### DATA PROVIDED

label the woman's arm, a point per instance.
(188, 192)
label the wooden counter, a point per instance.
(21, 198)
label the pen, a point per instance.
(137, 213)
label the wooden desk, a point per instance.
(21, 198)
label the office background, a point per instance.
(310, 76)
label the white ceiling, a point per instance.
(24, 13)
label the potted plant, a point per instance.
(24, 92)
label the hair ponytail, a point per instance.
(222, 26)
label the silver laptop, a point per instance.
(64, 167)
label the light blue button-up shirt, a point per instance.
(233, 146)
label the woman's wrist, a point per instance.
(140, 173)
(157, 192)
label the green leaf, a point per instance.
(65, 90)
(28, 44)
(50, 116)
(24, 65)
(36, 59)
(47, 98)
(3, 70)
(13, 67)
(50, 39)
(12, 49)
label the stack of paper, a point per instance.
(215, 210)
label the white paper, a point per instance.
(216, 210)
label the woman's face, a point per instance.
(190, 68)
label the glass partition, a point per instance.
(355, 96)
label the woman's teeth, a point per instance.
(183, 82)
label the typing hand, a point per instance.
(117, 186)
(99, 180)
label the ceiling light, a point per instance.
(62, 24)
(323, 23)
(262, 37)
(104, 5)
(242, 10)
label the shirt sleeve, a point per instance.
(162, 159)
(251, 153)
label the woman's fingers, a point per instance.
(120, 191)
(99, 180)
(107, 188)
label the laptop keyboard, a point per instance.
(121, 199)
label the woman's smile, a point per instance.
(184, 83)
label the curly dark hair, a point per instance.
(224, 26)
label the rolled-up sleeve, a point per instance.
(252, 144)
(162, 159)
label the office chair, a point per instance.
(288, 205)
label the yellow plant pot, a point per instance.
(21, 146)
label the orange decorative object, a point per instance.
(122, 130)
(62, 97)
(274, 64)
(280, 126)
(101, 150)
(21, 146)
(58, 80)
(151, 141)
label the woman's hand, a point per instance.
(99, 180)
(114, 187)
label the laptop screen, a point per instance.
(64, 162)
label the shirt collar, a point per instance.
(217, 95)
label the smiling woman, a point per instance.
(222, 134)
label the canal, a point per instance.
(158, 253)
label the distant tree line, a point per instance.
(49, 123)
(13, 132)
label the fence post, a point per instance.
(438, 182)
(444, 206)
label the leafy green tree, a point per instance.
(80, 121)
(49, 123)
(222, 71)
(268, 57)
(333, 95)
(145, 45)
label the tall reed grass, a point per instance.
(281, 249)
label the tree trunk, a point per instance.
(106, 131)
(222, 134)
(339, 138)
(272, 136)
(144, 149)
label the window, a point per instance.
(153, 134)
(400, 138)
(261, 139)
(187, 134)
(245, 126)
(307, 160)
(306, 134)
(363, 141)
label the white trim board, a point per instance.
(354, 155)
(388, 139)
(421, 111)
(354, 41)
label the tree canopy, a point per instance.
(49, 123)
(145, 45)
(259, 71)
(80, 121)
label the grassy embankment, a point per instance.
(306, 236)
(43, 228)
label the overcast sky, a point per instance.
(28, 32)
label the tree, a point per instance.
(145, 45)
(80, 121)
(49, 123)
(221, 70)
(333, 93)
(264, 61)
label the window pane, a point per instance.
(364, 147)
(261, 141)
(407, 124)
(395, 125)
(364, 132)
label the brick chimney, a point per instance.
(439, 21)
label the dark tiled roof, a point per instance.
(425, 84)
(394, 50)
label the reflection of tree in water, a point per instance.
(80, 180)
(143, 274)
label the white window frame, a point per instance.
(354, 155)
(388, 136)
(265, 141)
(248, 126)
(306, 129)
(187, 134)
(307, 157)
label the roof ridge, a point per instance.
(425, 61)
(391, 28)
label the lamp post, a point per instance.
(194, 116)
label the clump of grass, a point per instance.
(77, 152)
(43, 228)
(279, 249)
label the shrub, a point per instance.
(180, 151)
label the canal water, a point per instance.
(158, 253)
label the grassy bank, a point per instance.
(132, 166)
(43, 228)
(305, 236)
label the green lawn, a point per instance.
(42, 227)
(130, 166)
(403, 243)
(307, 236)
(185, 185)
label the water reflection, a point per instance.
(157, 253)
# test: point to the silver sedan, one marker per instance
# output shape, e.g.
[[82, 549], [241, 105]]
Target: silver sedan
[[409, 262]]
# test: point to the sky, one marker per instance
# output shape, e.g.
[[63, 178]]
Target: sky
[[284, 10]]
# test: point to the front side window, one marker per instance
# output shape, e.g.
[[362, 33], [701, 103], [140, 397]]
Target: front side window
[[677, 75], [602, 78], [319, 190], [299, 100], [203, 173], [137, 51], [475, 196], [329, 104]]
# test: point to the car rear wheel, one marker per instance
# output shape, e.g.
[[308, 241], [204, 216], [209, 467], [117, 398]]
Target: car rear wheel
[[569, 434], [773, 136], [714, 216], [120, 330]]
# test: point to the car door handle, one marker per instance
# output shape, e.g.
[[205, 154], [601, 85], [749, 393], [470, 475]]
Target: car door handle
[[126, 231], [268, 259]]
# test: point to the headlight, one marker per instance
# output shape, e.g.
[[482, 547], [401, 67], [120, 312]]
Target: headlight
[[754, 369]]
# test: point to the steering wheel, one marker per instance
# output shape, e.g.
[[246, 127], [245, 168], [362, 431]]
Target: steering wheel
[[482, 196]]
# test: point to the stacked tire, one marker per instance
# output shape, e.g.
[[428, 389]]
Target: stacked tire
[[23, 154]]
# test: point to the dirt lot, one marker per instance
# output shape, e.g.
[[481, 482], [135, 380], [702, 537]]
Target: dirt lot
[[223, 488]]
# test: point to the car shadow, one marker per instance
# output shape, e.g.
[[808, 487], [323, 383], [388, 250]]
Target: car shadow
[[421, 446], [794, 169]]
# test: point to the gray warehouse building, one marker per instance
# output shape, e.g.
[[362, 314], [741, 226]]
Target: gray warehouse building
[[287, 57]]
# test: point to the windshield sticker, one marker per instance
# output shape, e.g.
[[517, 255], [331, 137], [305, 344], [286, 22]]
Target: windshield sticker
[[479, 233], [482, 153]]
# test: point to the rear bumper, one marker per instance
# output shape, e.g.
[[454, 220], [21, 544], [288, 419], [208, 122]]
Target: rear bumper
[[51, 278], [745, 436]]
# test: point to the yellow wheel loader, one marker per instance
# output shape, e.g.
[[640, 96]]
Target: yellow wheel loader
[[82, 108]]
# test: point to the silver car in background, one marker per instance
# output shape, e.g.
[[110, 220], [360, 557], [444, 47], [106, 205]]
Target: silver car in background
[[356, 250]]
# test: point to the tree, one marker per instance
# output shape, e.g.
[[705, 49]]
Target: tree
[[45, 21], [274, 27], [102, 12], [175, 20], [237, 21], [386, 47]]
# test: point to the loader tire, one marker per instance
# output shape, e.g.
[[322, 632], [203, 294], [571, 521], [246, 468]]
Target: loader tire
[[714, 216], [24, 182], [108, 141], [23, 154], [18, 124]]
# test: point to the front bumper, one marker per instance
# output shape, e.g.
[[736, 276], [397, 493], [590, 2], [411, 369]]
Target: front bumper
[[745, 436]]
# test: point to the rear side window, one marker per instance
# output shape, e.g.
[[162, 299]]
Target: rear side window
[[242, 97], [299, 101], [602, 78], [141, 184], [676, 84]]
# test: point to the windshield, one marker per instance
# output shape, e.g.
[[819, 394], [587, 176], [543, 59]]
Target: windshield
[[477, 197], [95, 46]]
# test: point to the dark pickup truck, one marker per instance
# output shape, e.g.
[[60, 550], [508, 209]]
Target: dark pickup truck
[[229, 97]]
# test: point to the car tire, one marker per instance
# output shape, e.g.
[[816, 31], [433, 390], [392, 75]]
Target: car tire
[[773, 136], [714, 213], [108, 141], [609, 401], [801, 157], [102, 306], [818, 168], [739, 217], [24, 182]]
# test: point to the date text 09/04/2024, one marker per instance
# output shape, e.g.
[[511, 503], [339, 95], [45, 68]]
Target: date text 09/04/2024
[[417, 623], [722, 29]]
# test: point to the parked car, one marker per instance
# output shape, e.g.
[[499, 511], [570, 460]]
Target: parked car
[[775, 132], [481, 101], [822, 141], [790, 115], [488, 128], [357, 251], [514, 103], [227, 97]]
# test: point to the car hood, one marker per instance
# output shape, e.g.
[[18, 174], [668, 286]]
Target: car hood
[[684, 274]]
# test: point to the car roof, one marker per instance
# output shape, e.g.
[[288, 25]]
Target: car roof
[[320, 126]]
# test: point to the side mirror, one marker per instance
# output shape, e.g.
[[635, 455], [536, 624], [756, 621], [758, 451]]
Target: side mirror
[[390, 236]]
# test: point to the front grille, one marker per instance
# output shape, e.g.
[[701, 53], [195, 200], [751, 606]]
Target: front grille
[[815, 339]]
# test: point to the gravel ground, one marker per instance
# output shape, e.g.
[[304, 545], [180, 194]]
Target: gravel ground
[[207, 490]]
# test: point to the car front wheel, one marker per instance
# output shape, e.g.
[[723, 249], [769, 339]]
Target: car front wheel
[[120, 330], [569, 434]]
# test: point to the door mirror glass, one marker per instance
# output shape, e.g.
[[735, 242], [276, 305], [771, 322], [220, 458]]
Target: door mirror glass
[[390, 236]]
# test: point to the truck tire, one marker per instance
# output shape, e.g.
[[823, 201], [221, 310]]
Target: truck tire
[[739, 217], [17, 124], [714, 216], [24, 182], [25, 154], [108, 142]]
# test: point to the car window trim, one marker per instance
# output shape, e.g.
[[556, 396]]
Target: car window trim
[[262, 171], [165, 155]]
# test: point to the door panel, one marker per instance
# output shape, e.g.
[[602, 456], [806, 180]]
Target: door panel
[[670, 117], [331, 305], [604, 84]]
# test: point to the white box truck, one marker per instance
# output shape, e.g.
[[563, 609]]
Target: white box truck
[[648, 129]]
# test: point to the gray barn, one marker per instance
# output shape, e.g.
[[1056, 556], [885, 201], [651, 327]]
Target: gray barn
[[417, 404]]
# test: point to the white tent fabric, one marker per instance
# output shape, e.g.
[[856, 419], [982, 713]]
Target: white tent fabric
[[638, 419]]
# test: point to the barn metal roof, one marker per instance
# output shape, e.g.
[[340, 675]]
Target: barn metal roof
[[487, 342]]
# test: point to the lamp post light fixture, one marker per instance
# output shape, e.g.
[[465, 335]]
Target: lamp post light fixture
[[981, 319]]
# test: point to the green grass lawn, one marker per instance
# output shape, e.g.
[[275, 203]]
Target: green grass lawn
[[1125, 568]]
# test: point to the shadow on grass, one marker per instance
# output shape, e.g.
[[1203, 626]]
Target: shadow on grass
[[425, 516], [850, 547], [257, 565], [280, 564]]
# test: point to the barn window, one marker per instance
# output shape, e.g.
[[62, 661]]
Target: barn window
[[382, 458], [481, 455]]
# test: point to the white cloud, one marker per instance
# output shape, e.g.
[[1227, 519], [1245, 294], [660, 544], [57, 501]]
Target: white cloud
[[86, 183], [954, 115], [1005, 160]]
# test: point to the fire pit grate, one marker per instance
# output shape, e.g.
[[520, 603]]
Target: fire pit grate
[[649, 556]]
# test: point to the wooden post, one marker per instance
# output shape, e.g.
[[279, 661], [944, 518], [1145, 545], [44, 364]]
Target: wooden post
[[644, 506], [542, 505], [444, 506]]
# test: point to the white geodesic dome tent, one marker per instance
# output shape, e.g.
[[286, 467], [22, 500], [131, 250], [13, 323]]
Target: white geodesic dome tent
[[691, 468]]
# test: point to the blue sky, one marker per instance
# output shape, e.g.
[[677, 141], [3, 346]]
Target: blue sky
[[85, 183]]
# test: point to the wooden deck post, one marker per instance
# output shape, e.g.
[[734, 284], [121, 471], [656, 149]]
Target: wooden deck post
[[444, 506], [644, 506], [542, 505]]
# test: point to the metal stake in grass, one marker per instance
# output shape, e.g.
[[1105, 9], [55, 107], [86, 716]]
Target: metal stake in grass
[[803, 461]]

### PROBLEM DETAILS
Nothing but the lines from the line with "[[734, 284], [121, 471], [656, 149]]" to the last line of the listing above should appear; please retype them exactly, both ends included.

### SOLVED EXERCISE
[[734, 284], [121, 471], [656, 149]]
Target: wooden deck post
[[444, 506], [644, 506], [542, 505]]
# test: point to the metal stake in grass, one marker per instance
# output shape, e.g.
[[1105, 9], [55, 107], [86, 716]]
Target: metal stake in grass
[[803, 461]]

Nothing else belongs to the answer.